» AUSZUG:
________________________________________

Urteil des BFH vom 06.10.2009

BFH: verpachtung, vermietung, einkünfte, erbengemeinschaft, absicht, genossenschaft, rückübertragung, verhinderung, zugehörigkeit, eigentum

BUNDESFINANZHOF Urteil vom 6.10.2009, IX R 50/08
Aufwendungen zur Abwehr von Rückübertragungsansprüchen nach dem Vermögensgesetz
Tatbestand
1 I. Die Klägerin und Revisionsklägerin (Klägerin) gehört neben zwei weiteren Personen einer Erbengemeinschaft an,
die Eigentümerin von landwirtschaftlichen Nutzflächen war, welche sie zum großen Teil an eine landwirtschaftliche
Genossenschaft verpachtet hatte. Zwei der betroffenen Flurstücke wurden im Juni 1999 und Mai 2000 nach den
Widerspruchsbescheiden des Landesamts zur Regelung offener Vermögensfragen an die Alteigentümer
zurückübertragen. Nach dem Jahr 2002 ist das Pachtverhältnis mit der Genossenschaft nicht mehr verlängert worden.
2 Die Klägerin hat im Rahmen der einheitlichen und gesonderten Feststellung der Einkünfte der Erbengemeinschaft für
die Streitjahre 1998 bis 2002 Aufwendungen als Sonderwerbungskosten geltend gemacht, die ihr zur Abwehr der
Rückübertragungsansprüche entstanden sind. Diese hat der Beklagte und Revisionsbeklagte (das Finanzamt --FA--)
nicht anerkannt, da die Rückübertragung von Vermögenswerten steuerneutral erfolge. Rechtsanwaltskosten, die dem
Steuerpflichtigen in einem Zivilrechtsstreit erwüchsen, seien dann keine Werbungskosten bei den Einkünften aus
Vermietung und Verpachtung, wenn die Mieteinnahmen dem Steuerpflichtigen aufgrund des wirtschaftlichen
Eigentums zugeflossen seien und vom Prozessgegner für die abgelaufene Zeit auch nicht beansprucht würden. Die
Einsprüche der Klägerin hiergegen hatten keinen Erfolg.

________________________________________

» AUFGABE A: Zeigen Sie sämtliche Zeilen, in denen die Zeichenfolge „facade“ vorkommt.
Der Auszug und die Zeilen stammen aus voneinander unabhängigen Quellen.

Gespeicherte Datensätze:
________________________________________

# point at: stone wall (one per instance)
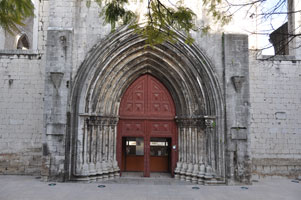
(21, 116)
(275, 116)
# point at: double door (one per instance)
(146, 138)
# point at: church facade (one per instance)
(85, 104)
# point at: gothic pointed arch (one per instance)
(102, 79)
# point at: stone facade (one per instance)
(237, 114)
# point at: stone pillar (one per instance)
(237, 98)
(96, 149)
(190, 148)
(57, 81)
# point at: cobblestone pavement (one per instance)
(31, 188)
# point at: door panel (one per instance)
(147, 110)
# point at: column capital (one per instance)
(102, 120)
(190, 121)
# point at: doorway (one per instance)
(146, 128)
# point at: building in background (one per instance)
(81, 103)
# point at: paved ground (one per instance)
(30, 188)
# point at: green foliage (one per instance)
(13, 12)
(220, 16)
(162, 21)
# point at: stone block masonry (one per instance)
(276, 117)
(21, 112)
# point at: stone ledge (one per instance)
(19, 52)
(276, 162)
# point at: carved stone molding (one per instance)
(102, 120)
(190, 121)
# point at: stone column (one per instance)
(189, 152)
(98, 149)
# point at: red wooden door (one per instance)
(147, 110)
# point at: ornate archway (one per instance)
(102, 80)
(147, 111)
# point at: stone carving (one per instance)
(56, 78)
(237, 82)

________________________________________

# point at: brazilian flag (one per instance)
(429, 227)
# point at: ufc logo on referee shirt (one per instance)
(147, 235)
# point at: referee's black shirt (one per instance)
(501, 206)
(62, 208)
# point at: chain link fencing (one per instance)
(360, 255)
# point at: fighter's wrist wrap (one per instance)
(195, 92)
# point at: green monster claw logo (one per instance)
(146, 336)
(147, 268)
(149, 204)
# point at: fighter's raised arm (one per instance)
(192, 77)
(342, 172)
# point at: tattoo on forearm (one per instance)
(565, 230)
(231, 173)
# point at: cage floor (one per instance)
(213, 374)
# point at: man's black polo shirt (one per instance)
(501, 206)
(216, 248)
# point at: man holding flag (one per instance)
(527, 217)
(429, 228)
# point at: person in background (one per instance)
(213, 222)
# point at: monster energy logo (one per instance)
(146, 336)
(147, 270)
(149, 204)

________________________________________

» AUFGABE B:
Beantworten Sie anhand des Auszugs die folgenden Fragen:
(i) Wann wurden die zwei betroffenen Flurstücke an die Alteigentümer zurückübertragen?
(ii) Für welche Streitjahre machte die Klägerin die Aufwendungen als Sonderwerbungskosten geltend?
(iii) Welches Aktenzeichen trägt das Urteil?

» RICHTIGES ERGEBNIS A:
# point at: church facade (one per instance)
# point at: stone facade (one per instance)

» RICHTIGES ERGEBNIS B:
(i) Im Juni 1999 und im Mai 2000.
(ii) Für die Jahre 1998 bis 2002.
(iii) IX R 50/08.